* Start *

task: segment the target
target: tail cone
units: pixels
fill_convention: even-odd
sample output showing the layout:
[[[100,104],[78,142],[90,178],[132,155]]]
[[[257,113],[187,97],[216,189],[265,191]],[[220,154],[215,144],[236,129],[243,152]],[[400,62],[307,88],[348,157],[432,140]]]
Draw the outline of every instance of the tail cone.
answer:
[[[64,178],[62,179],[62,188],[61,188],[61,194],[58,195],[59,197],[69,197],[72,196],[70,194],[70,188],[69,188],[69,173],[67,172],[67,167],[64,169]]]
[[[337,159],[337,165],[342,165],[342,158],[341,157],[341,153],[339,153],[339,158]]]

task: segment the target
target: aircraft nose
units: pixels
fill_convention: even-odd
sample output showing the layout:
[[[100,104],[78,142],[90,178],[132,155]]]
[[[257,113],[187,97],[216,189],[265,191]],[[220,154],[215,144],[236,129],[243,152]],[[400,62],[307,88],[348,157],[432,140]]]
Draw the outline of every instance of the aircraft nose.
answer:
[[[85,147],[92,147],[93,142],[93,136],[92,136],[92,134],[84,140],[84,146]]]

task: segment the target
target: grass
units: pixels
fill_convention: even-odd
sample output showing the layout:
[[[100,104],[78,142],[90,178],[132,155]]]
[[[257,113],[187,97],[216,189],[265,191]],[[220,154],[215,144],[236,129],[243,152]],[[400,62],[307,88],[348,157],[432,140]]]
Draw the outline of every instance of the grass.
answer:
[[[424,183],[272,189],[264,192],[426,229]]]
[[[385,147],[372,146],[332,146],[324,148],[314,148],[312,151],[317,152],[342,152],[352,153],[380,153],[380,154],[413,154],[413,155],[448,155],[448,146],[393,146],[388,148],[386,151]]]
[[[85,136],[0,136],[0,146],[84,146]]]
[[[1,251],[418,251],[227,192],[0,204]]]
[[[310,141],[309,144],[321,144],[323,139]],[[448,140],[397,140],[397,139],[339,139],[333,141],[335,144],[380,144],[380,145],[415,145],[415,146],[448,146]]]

* End *

### What is expected
Extract the full listing above without altering anything.

### Result for this exercise
task: segment the target
target: tail cone
units: pixels
fill_convention: even-odd
sample output showing the layout:
[[[100,104],[78,142],[90,178],[132,155]]]
[[[257,113],[187,97],[216,189],[265,191]],[[220,154],[215,144],[236,129],[243,152]],[[400,62],[307,88],[348,157],[432,140]]]
Draw the outline of every instance of the tail cone.
answer:
[[[64,178],[62,179],[62,188],[61,188],[61,194],[58,195],[59,197],[69,197],[72,196],[70,194],[70,188],[69,188],[69,173],[67,172],[67,167],[64,169]]]
[[[337,159],[337,165],[342,165],[342,158],[341,157],[341,153],[339,153],[339,158]]]

task: segment the target
target: aircraft nose
units: pixels
fill_convention: even-odd
sample output showing the layout:
[[[100,104],[78,142],[90,178],[132,155]]]
[[[257,113],[187,97],[216,189],[265,191]],[[220,154],[215,144],[236,129],[243,152]],[[400,62],[307,88],[348,157],[432,140]]]
Draw the outline of every instance of the aircraft nose.
answer:
[[[85,147],[92,147],[93,142],[93,136],[92,136],[92,134],[84,140],[84,146]]]

task: segment the target
target: grass
units: pixels
fill_convention: even-odd
sample output showing the layout:
[[[100,104],[78,142],[90,178],[132,155]]]
[[[257,113],[187,97],[216,189],[265,191]],[[220,154],[215,144],[236,129],[243,152]],[[400,62],[307,88],[348,157],[432,140]]]
Draw the outline of every instance of the grass.
answer:
[[[424,183],[272,189],[264,192],[426,229]]]
[[[385,147],[372,146],[332,146],[324,148],[314,148],[312,151],[317,152],[342,152],[352,153],[380,153],[380,154],[413,154],[413,155],[448,155],[448,146],[393,146],[388,148],[386,151]]]
[[[85,136],[0,136],[0,146],[84,146]]]
[[[1,251],[418,251],[227,192],[0,204]]]
[[[310,141],[309,144],[321,144],[323,139]],[[448,140],[397,140],[397,139],[339,139],[333,141],[335,144],[380,144],[380,145],[415,145],[415,146],[448,146]]]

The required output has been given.